In the library there is a book that has a few pages hollowed out for a plastic milk cap and a sticky note on which is written the number for the local police station. This is our escape route.  Everybody knows about it.  Nobody takes it.  "Do you know how many calls like this they get each day?" asks one of the veteran women.  "Like 700.  And the penalty for trying is severe."  She says this with a glance upstairs.  I think about it for a long time.  The odds are very against me.  But I want to believe the police will come.  I have been raised to believe they will come.

In the end, I put the book back and trudge upstairs.  It isn't so bad here, I tell myself.  It is harrowing.

I wake up to Meshparjai screaming for me. "Dad!  Dad!"

It is late.  I stayed up late to watch Sesame Street with her (Elmo's Elfabet Challenge), then skipped morning drill to hold a sleeping Thayet for half an hour, and fell asleep with my arms around her.  I should have been on the train half an hour ago.

I hurry over to Meshparjai's room.  Last night we talked about how I would already be at work when she woke up.  She has been brave to stay in her bed like I told her to instead of running into our room.  "Yes, ad'ika? Daddy is late for work.  I need to take a shower and get ready to go."

She thinks about this.  Her bottom lip quivers.  "I'll come with you, " she declares.  This will slow me down.  I explain that Daddy needs to get ready to go very quickly.

She enunciates her response carefully.  She is using a formulation I have never heard her use before, and wants to be certain I understand.

"I just ... need to."

We head down the hall, and for a moment all other emotions are crowded out; she is filled with relief and happiness as only a fairy or toddler can be filled.  She chants, "I'm following you, Dad!"

The relief is ephemeral, as all such fillings must be.  In the bathroom she finds sunglasses and puts them on against the sudden brightness.  I throw myself into and out of the shower and find her curled up on the bathmat.  She struggles to her feet, determined not to miss anything I do.  I get dressed while Thayet slumbers, explaining to her what I am doing.  The concept of work is new to her, and I want to reinforce it. "These are the clothes Daddy is going to wear to work."  I debate saying I have to dress up for work.

"And that shirt?" she asks as I button my shirt.

"Yup," I say.  "This is the shirt I will wear to work."

"You look cool, Dad," she says with a big smile.

_SET TASK_:
Pick up the story of the morning with Meshparjai and carry it on from its final line.

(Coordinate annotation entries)
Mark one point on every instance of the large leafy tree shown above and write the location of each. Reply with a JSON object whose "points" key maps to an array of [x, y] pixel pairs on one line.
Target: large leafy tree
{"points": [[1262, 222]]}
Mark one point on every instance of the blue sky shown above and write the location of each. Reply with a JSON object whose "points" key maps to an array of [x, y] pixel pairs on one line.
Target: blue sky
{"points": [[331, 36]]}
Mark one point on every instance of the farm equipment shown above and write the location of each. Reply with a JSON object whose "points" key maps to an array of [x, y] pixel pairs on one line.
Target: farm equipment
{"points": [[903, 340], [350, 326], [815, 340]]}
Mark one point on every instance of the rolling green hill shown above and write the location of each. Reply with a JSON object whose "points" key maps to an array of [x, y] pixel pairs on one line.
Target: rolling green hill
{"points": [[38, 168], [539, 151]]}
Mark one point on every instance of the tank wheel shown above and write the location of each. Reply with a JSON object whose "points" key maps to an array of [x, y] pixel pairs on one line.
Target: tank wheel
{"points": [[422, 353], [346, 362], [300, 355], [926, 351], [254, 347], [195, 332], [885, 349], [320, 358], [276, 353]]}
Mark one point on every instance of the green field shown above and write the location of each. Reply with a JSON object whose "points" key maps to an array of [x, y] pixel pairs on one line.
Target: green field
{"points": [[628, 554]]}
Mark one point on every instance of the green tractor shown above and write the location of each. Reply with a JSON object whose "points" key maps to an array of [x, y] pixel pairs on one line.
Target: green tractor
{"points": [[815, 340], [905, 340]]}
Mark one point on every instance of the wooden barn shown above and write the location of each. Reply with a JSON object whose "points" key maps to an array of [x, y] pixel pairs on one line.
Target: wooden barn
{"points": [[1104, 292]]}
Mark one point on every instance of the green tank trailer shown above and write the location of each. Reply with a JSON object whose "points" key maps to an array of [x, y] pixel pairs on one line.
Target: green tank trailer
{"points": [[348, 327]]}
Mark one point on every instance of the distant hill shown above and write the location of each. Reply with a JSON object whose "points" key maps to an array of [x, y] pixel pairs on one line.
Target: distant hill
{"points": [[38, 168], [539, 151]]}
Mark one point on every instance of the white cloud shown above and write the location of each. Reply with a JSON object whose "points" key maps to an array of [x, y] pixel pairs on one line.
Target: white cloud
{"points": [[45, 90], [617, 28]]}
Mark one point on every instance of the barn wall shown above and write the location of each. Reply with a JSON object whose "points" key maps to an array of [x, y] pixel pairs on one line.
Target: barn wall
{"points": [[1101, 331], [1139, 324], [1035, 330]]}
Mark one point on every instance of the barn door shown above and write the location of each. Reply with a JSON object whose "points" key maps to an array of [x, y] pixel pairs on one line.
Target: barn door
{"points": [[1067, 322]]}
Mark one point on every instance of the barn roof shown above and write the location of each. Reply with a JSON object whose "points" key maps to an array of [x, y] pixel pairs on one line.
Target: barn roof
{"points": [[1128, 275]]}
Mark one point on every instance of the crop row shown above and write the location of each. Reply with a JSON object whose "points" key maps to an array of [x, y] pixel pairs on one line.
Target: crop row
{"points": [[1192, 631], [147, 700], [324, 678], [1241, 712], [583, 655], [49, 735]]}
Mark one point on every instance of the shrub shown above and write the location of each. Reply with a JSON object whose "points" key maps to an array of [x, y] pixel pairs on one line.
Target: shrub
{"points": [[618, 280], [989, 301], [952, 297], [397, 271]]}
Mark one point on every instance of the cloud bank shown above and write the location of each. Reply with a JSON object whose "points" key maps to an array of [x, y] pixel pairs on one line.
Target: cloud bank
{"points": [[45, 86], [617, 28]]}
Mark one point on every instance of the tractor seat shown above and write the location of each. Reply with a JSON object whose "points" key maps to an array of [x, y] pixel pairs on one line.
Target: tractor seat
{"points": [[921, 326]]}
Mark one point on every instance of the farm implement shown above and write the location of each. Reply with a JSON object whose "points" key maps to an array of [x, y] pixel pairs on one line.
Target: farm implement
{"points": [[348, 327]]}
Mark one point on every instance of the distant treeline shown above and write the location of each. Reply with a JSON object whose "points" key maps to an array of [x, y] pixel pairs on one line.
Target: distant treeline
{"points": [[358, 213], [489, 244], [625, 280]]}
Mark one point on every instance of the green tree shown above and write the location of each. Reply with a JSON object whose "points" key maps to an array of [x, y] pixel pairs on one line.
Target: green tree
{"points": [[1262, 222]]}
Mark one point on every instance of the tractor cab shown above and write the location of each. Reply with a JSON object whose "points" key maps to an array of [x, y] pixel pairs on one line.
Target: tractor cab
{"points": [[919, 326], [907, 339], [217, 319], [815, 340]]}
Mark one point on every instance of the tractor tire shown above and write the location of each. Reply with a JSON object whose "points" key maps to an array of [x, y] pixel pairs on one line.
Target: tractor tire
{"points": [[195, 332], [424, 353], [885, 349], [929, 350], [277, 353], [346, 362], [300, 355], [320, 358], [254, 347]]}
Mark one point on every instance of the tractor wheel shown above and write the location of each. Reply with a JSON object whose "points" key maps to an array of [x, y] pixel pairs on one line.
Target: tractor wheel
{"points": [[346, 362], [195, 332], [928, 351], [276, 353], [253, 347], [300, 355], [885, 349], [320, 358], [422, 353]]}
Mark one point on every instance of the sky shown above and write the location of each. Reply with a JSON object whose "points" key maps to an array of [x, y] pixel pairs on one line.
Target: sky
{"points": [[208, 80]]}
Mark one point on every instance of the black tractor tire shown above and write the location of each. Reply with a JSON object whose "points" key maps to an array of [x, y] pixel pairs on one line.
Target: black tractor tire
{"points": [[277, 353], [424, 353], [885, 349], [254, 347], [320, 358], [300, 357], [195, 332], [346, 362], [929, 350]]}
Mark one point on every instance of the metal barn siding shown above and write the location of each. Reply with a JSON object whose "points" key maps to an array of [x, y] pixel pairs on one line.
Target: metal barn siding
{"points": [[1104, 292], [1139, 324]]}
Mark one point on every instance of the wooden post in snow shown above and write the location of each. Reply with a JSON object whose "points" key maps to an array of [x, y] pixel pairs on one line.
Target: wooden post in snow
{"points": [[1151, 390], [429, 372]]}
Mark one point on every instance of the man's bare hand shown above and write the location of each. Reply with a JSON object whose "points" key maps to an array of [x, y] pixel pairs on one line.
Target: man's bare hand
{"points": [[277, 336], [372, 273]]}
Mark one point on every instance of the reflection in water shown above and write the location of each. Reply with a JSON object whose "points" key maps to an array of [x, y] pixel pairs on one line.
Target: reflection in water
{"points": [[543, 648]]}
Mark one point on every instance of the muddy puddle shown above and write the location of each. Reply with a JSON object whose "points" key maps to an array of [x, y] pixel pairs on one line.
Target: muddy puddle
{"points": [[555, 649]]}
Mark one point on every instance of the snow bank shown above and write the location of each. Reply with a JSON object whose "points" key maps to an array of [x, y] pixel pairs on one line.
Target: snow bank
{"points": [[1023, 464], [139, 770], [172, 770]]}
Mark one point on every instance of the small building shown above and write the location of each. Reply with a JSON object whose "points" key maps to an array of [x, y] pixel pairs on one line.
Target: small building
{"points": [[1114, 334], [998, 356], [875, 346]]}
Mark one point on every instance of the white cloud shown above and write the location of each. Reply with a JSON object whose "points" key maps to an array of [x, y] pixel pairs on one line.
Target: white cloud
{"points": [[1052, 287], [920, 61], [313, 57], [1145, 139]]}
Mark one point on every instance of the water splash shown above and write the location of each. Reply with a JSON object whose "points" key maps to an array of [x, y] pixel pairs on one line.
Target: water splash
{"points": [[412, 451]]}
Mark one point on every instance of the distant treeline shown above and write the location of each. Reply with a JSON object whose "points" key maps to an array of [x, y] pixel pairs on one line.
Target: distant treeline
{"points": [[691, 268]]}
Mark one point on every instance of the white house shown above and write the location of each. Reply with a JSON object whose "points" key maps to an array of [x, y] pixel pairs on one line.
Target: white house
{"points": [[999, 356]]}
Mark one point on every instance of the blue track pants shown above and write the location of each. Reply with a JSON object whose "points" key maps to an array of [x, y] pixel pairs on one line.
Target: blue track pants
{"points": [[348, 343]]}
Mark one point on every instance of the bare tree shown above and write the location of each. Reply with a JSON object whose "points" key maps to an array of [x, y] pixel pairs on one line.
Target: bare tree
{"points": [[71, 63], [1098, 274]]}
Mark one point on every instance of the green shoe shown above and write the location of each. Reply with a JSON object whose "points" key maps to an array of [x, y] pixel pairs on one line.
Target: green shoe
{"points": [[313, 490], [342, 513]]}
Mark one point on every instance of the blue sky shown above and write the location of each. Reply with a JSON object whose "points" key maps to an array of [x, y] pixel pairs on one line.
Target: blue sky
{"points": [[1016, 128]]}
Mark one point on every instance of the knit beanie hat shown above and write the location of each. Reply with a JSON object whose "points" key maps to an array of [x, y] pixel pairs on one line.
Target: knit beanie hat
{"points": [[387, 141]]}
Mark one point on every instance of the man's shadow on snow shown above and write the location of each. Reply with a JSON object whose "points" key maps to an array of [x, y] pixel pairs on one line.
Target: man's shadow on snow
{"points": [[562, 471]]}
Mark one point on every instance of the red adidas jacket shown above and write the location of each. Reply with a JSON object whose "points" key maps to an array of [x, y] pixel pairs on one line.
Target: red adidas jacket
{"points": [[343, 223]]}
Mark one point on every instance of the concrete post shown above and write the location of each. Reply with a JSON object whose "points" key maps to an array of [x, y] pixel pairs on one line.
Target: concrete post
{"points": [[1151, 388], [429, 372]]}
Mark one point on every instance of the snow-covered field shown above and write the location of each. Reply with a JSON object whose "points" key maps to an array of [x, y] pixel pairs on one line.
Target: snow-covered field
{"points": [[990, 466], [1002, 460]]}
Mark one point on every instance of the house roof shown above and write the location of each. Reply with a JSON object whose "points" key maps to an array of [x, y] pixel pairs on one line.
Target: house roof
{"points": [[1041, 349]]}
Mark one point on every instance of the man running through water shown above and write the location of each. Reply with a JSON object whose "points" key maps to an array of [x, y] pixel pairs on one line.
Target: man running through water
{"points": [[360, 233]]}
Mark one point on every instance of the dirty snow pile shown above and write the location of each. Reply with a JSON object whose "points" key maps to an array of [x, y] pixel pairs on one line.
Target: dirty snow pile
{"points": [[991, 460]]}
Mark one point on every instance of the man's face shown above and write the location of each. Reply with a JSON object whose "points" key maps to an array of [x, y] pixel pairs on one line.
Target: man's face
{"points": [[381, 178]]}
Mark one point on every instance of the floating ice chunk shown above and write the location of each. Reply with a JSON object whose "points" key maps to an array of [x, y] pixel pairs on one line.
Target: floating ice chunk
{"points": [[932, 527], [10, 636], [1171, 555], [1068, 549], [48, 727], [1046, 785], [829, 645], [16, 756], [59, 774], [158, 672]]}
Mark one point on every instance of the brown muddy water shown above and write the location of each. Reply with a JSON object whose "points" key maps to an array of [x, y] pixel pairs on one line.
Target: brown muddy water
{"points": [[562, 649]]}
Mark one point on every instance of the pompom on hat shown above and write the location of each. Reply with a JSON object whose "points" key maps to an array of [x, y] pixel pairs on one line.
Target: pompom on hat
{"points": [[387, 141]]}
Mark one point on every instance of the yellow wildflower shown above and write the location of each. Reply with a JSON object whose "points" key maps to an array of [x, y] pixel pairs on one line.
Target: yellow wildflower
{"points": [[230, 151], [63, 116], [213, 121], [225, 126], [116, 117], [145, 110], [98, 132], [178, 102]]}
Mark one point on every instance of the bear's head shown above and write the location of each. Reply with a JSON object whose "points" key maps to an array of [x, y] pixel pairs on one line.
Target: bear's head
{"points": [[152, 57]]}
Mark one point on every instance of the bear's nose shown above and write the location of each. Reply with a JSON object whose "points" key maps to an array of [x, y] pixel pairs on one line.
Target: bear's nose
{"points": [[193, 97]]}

_TASK RESULT_:
In the kitchen I explain that Daddy has to make breakfast and lunch because I will still be at work for lunch.  "But where will I be for dinner?"  She thinks but cannot remember or deduce.   "Home.  Home for dinner."

She has seen sandwiches before but is fascinated as I make mine.  "You put butter on the bread?" she asks.

Yup, the peanut butter goes on the bread.  And the jam goes on the other side.  Toddler mind blown.

We go back to the bathroom to collect my electronics.  I explain that, now that Daddy has his food packed, I have to pack my backpack.  She frowns at this and looks like she is fighting back tears.  She associates backpacks with trips, and she knows I am on a long trip somewhere far away from her.  I am not going on a trip. I promised I would tell her before I go back on my trip so it would not be a surprise.  I am going to work.  I place a veritable snake's nest of power cords into my backpack.  "See?  Daddy is going to take his backpack to work."  Oh.  That's beginning to be okay.

It's time to go.  I pull her onto my lap on the couch.  She is holding it together so far, and clearly tired, so I ask if she would like to go back to her own room to sleep.  "Yes," she says with a little wail, but it costs her something.  Her room is where she goes to be abandoned, a magical prison chamber from which she emerges to find parents missing.  She knows it is what I want to hear, though.  Her face begins to crumple.

I can't take it.  I've been trying to be quiet all morning because Thayet has been having trouble sleeping, joking in whispers with Meshparjai about not waking Mommy up, but for an instant all that flies out of my head.  I am not thinking about how a crying girl will probably wake my wife up just as I have to leave.  I only that my little girl is sad.  Ne'briikase.

"Or," I say, "you can sleep with Mommy, but you have to let her sleep."  (This concession has helped me recover my wits somewhat.)

She jumps at that.  "Okay," she sniffles.  I lead her back to the bedroom and help her into bed.  She tucks herself in, and I pull the covers up to her chin.  Thayet stirs.  "Remember," I whisper, "you have to let Mommy sleep."

"Okay," she says.  I can hear the dejectedness creeping into her voice.

"And where is Daddy going?"

She gets it now.  "To work!"  She has trouble forming the unfamiliar word, but she says it with a smile.

"And after work, where will I be?"

She thinks about that one.  She doesn't know.